Set down the data word for word, starting with the line that contains "Please pin the white" and going on through the end of the data.
╭──
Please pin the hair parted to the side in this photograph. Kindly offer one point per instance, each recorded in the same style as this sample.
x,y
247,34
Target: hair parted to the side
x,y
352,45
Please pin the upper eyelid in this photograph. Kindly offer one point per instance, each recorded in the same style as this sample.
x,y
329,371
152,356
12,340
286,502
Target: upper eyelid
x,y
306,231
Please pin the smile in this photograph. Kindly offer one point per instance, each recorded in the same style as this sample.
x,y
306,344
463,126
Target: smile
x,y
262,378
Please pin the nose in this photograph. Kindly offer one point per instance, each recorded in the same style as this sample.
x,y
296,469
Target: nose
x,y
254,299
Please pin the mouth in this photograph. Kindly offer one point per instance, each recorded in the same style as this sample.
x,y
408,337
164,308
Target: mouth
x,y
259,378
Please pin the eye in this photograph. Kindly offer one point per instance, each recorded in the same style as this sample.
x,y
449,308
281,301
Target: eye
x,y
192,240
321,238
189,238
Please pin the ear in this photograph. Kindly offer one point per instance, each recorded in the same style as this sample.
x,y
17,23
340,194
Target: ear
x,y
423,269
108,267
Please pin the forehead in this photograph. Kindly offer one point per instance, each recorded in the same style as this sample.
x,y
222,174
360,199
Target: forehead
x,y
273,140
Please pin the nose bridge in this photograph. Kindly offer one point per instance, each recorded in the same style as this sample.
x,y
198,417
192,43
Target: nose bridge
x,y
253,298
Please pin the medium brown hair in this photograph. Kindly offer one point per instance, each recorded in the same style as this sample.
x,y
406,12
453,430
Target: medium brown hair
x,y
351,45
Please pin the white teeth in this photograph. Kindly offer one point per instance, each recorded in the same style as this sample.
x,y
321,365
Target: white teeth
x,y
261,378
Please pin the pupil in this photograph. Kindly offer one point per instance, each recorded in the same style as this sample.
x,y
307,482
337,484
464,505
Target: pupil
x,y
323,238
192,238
╰──
▶ **Correct output**
Please pin the white teeth in this photograph. Kindly offer one point per instance, each recorded in the same style as this sample.
x,y
321,365
Target: white teeth
x,y
261,378
Please pin the pupil in this photograph. Kindly offer one point per instance, each recorded in the same style as this sample.
x,y
307,482
337,484
464,505
Target: pupil
x,y
323,238
192,238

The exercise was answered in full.